**What to work on:** Without changing a word, copy every line of the listing below and leave out the images.

=== Input data ===

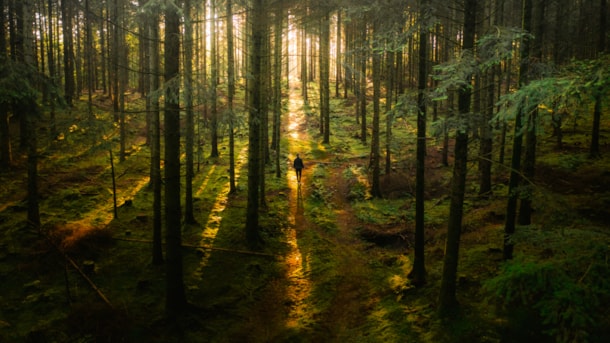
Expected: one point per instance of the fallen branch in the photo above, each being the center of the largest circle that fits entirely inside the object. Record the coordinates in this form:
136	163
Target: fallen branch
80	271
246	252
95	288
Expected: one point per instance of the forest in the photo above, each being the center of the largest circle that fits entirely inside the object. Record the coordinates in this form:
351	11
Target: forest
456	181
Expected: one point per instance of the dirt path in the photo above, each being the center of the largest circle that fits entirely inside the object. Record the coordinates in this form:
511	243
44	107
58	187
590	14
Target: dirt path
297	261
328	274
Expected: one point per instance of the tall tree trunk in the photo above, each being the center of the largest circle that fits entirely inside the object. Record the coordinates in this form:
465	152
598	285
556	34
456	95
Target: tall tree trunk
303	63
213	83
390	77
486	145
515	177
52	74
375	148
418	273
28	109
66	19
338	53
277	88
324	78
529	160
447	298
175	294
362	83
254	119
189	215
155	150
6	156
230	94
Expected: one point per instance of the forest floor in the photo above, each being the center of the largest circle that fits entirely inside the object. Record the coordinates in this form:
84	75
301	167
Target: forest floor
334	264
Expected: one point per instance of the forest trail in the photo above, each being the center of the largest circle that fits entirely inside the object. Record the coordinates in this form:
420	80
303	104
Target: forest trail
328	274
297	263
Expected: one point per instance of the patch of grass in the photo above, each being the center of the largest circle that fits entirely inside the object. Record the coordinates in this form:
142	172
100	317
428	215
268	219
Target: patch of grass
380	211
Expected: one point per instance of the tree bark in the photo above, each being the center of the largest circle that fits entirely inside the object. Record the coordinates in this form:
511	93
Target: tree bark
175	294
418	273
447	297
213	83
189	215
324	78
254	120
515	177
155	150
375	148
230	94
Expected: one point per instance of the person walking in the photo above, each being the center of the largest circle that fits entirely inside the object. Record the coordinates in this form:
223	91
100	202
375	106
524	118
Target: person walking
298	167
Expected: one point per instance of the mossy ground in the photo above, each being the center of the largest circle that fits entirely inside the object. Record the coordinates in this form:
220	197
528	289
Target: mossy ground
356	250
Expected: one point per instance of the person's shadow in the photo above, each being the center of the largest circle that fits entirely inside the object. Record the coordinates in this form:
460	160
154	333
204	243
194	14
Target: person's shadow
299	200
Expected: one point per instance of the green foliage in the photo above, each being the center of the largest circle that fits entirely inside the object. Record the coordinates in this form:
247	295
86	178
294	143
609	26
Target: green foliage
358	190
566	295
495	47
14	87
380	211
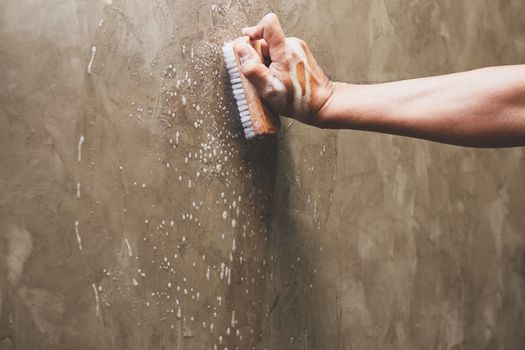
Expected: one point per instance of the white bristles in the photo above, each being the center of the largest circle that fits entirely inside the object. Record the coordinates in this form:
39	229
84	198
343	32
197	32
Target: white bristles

===

**Expected answer:**
Expected: one point per instance of the fallen branch in the photo above, each being the center of the largest circle that fits entirely inside the object. Record the coordinates in this form:
136	163
Target: fallen branch
80	271
246	252
95	288
Expected: one point per instance of the forest in the photo above, each being the center of the largest circle that fits entirely inside the object. Record the coordinates in this form:
351	11
Target: forest
456	181
Expected: one point per instance of the dirt path in the photo above, each being the center of the largest circle that fits entirely inside the object. Record the coordinates in this form:
511	243
44	107
58	187
590	14
Target: dirt path
297	261
328	274
Expected: one point per instance of the tall tree trunk in the photo above, each being the center of the largest circle that fits entirely inside the object. Record the coordinates in this form:
465	152
598	285
556	34
456	95
Target: tall tree trunk
303	63
213	83
390	77
486	145
515	177
52	74
375	148
418	273
28	109
66	19
338	53
277	88
324	78
529	160
447	298
175	294
362	83
254	119
189	215
155	150
6	156
230	94
Expected: one point per instance of the forest floor in the photo above, each being the center of the largest circle that fits entirely inside the object. Record the coordinates in this form:
84	75
301	167
Target: forest floor
334	264
Expected: one point per instance of the forest trail in the photo above, each being the center of the largest circle that fits entirely inside the object. Record the coordinates in this form:
420	80
303	104
Target: forest trail
328	274
297	263
Expected: one point per instance of the patch of grass in the photo above, each being the center of the largest circle that fits entirely inside the object. Record the coordinates in this form:
142	172
100	317
428	215
268	219
Target: patch of grass
380	211
Expected: one point per instance of the tree bark in the photo above, each being the center of the largest circle that fits entirely inside the object. Record the coordinates in this form:
511	93
Target: tree bark
175	294
418	273
447	297
213	83
189	215
324	78
254	120
515	177
155	150
375	148
230	94
Expected: one point per instance of the person walking in the photo above, each being the center of the largest circle that fits entirely inside the object. Record the coordinates in this form:
223	91
100	202
375	106
524	118
Target: person walking
298	167
Expected: one point per instance of the mossy ground in the photo above, each being the center of the largest circle that fits entirely inside the object. Record the coordinates in this form:
220	197
528	289
Target: mossy ground
356	250
Expected: one point per instance of the person's shadow in the photo above, each being the center of the largest circle that fits entirely inside the object. Record the coordinates in this form:
460	160
154	333
204	243
194	14
Target: person's shadow
299	200
Expected: one point per instance of the green foliage in the photo above, each being the center of the largest circle that fits entirely inside the object. Record the coordinates in this form:
247	295
86	178
294	143
609	26
Target: green foliage
358	190
566	295
495	47
14	87
380	211
Expected: one point per instance of the white bristles in the photo above, each being the center of the largest circle that fits entirely inside the object. Record the coordinates in this form:
39	229
84	198
343	32
197	32
Target: white bristles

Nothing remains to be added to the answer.